Texte:
+--
Les premiers principes d’une loi sur le péage urbain en France

De nombreuses villes étrangères recourent au péage urbain pour favoriser l’organisation des déplacements dans leur centre-ville, pour réduire la pollution ou pour améliorer l’accessibilité et le cadre de vie urbain, etc. Une agglomération française ne peut le faire à moins qu’une loi ne l’y autorise.

À l’issue des travaux du Grenelle de l’environnement, le Président de la République, dans son discours de clôture, a souligné sa volonté de permettre aux collectivités territoriales d’instituer un péage urbain comme l’un des moyens de favoriser un développement durable des transports. Cette note présente une synthèse des différentes formes que recouvre la notion de péage urbain et cherche à définir les principes qui pourraient figurer dans une loi permettant à une collectivité de recourir à ce mode de régulation.

En France, le péage urbain pourrait juridiquement être considéré soit comme une taxe, soit comme une redevance pour services rendus. Mais, dès lors qu’il a pour finalité de financer des dépenses qui ne seraient pas strictement destinées à rendre un service à celui qui l’acquitte, il ne pourrait être, dans la majorité des situations, assimilé à une redevance. Dans ces conditions, le péage urbain devrait être considéré comme une taxe, ce qui conduit à recourir à la loi pour en permettre la création conformément à l’article 34 de la Constitution qui oblige le législateur à définir l’assiette, les modalités de perception et le montant de la taxe.

1. La loi doit encadrer ce que pourra être un péage urbain

Les exemples étrangers montrent qu’il existe une grande variété de péages urbains. Une loi ne doit donc pas avoir pour but de figer dans un texte juridique une description précise et unique du péage urbain, mais d’offrir aux collectivités un cadre juridique global dans lequel elles puissent instituer en toute liberté un dispositif adapté à leur territoire. La loi pourrait ainsi encadrer de façon large les finalités du péage urbain en permettant aux collectivités de choisir leurs propres objectifs parmi une liste générale. Compte tenu des expériences étrangères, celle-ci pourrait comprendre les finalités suivantes :

– limiter la circulation automobile, les émissions de gaz à effet de serre et la consommation de combustibles fossiles,
– lutter contre la pollution atmosphérique et les nuisances environnementales,
– favoriser l’utilisation des moyens de transport publics ou collectifs,
– améliorer l’accessibilité et le cadre de vie urbain.

En ce sens, il s’agirait bien plus d’une loi d’encadrement qui permettrait à une collectivité de mettre en oeuvre son propre péage dans un cadre fixé de manière durable dans le temps que d’une loi d’expérimentation qui, conformément à l’article 37-1 de la Constitution, prévoirait des dispositions pour une durée limitée.

Si la loi sur le péage urbain doit laisser le maximum de libertés aux collectivités locales, elle doit cependant, conformément à l’article 34 de la Constitution, « fixer les règles concernant l’assiette, les taux et les modalités de recouvrement du péage ».
+--
Exercices:
1. Transcrivez le passage du texte sur le péage urbain situé entre « À l’issue des » et « mode de régulation. », ces deux bornes comprises.
2. Relevez toutes les lignes des enregistrements où figure le mot « stone », en tenant compte des majuscules et des minuscules.

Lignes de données
+--
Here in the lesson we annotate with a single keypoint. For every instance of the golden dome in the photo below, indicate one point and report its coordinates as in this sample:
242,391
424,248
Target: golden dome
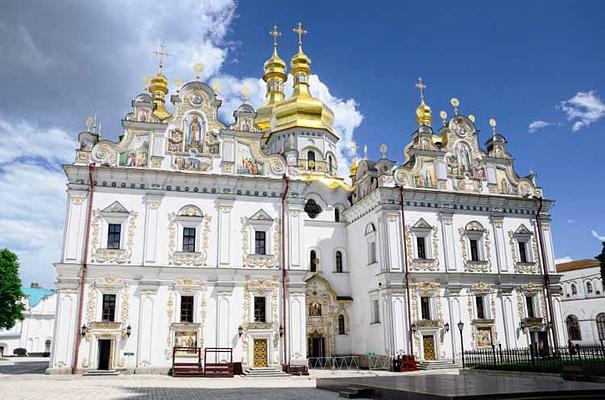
423,114
301,109
159,89
275,75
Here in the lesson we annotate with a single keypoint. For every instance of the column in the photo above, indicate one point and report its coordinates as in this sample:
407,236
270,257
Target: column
500,243
224,232
394,242
152,205
449,243
75,225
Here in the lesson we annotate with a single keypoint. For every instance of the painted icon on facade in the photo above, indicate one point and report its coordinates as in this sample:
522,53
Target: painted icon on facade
246,163
137,154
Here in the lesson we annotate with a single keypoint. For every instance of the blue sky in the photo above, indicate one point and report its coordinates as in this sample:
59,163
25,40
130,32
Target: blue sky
519,62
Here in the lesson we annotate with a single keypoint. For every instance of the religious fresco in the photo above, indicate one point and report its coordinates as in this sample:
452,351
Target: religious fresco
194,129
191,163
137,154
175,141
246,163
426,177
484,337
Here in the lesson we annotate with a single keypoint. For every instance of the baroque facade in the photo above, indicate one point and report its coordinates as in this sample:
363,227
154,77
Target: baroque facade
191,232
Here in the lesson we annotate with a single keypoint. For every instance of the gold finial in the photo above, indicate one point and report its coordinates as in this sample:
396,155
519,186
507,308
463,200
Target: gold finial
455,103
443,116
198,68
217,86
161,53
492,123
274,32
299,31
245,91
420,86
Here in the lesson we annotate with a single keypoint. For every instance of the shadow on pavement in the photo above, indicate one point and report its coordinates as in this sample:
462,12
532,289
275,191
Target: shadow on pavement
24,367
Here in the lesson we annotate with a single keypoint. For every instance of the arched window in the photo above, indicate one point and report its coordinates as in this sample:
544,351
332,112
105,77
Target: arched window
311,160
573,328
339,261
601,326
341,325
313,261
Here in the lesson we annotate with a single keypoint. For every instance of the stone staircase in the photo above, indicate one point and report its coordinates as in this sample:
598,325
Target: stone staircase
268,372
101,372
438,364
354,392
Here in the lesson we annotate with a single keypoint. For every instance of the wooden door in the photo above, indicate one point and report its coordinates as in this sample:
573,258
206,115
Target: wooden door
260,353
428,344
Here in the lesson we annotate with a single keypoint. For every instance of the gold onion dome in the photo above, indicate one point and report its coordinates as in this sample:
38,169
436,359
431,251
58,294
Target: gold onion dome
423,112
301,109
274,75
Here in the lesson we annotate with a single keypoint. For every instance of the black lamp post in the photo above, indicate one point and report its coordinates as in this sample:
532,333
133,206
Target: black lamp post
460,328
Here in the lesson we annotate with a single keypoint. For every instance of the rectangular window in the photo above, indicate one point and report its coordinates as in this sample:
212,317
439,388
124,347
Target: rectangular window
375,311
421,246
189,240
425,307
523,251
529,302
109,308
113,236
260,242
372,251
260,309
474,249
480,307
186,308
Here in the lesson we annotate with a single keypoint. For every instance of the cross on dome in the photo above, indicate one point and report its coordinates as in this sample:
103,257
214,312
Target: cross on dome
299,31
275,33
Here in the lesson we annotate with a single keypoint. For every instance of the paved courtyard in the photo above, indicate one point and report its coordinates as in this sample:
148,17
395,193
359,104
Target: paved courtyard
25,379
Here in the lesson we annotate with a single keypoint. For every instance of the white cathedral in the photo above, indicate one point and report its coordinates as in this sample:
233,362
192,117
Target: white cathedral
193,234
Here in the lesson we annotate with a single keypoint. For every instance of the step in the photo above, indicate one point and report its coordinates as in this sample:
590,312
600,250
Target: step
354,392
101,372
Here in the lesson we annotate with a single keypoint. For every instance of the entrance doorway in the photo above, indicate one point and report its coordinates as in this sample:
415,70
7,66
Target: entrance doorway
104,354
428,346
260,353
317,346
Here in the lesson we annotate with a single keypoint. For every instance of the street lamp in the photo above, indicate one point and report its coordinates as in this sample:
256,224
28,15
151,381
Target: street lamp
460,328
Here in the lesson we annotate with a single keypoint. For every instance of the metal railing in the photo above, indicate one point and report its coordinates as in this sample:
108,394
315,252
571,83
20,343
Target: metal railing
348,363
536,359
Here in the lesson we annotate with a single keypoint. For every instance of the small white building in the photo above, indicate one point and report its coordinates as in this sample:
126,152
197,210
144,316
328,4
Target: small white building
583,301
35,332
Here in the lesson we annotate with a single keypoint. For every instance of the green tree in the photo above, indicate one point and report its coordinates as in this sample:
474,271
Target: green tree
11,307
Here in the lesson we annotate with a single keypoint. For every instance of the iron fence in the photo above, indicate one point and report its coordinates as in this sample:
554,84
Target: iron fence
349,363
539,359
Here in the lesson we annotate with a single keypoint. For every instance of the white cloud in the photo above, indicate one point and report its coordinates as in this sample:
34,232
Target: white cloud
597,236
32,194
583,109
535,126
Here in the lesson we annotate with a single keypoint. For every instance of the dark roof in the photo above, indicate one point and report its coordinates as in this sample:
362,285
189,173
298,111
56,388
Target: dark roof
577,264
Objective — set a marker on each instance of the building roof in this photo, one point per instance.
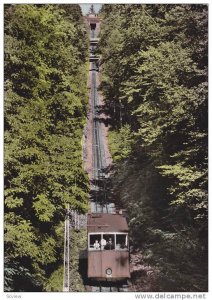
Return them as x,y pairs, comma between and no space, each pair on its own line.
107,223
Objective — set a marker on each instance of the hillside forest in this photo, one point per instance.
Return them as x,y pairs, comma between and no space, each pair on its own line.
154,82
153,70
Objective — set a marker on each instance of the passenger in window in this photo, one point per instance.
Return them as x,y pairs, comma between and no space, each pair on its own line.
109,245
103,243
96,245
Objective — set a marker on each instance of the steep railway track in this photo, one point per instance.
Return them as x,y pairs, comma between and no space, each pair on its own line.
99,202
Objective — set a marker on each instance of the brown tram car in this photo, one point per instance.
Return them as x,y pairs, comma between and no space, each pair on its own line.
108,247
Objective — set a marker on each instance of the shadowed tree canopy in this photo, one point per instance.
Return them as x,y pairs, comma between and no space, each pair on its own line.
46,48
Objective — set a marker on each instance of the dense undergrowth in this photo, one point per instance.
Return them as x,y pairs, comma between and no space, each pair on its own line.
154,81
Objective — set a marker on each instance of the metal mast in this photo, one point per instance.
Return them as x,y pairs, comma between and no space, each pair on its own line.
66,278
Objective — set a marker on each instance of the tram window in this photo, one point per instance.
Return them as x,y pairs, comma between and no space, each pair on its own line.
110,241
121,241
94,241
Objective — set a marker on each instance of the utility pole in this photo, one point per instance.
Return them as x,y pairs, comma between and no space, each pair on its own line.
66,275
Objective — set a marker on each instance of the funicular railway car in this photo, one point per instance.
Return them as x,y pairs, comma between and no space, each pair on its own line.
108,247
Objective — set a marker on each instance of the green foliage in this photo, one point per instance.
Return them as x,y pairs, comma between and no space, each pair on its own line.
154,80
46,48
55,281
121,143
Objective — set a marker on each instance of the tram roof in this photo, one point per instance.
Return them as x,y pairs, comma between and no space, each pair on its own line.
104,222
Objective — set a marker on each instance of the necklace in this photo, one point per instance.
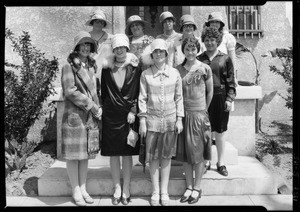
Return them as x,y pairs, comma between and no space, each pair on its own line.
100,37
158,68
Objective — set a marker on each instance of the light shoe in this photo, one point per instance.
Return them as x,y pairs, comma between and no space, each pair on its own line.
164,199
88,199
154,199
79,202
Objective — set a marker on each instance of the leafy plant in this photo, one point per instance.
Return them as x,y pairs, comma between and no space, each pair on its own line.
270,146
25,94
286,57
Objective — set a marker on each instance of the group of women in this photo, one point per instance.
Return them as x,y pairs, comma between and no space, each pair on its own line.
174,91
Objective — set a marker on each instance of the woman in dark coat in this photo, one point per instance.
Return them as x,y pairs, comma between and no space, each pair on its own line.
119,89
82,112
224,89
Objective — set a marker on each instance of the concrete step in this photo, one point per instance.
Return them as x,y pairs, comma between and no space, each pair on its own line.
247,178
277,202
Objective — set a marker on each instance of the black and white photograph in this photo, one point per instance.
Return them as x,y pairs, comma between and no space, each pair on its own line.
163,106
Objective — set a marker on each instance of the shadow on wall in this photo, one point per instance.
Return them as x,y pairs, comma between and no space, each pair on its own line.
49,135
31,186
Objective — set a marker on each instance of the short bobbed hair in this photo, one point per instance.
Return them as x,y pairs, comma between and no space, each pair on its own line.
212,32
192,40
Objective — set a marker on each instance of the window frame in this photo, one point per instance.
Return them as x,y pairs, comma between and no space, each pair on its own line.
251,20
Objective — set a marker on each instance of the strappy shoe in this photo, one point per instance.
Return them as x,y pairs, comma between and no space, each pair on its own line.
125,201
222,170
154,199
185,198
193,200
88,199
116,200
79,202
165,199
206,167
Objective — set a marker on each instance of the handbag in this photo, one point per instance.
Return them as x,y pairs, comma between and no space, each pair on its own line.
142,152
132,137
93,135
93,141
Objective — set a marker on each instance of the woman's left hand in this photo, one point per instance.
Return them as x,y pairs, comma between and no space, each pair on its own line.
178,126
130,118
228,106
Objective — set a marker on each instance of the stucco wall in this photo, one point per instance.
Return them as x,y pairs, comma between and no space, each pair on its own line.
277,34
52,30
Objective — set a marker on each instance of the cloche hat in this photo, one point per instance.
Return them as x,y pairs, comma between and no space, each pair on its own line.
215,16
187,19
159,44
100,15
166,15
132,19
84,37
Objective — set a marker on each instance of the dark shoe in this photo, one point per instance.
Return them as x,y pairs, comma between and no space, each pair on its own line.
213,142
88,199
207,167
185,198
116,200
193,200
222,170
125,201
154,201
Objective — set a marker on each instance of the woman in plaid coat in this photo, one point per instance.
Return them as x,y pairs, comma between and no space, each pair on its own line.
82,112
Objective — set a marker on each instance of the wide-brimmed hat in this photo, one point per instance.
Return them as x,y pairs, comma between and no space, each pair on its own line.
84,37
132,19
119,40
100,15
187,19
166,15
215,16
+--
Réponses par exercice:
1.
À l’issue des travaux du Grenelle de l’environnement, le Président de la République, dans son discours de clôture, a souligné sa volonté de permettre aux collectivités territoriales d’instituer un péage urbain comme l’un des moyens de favoriser un développement durable des transports. Cette note présente une synthèse des différentes formes que recouvre la notion de péage urbain et cherche à définir les principes qui pourraient figurer dans une loi permettant à une collectivité de recourir à ce mode de régulation.

2.
Here in the lesson we annotate with a single keypoint. For every instance of the stone staircase in the photo above, indicate one point and report its coordinates as in this sample:
Target: stone staircase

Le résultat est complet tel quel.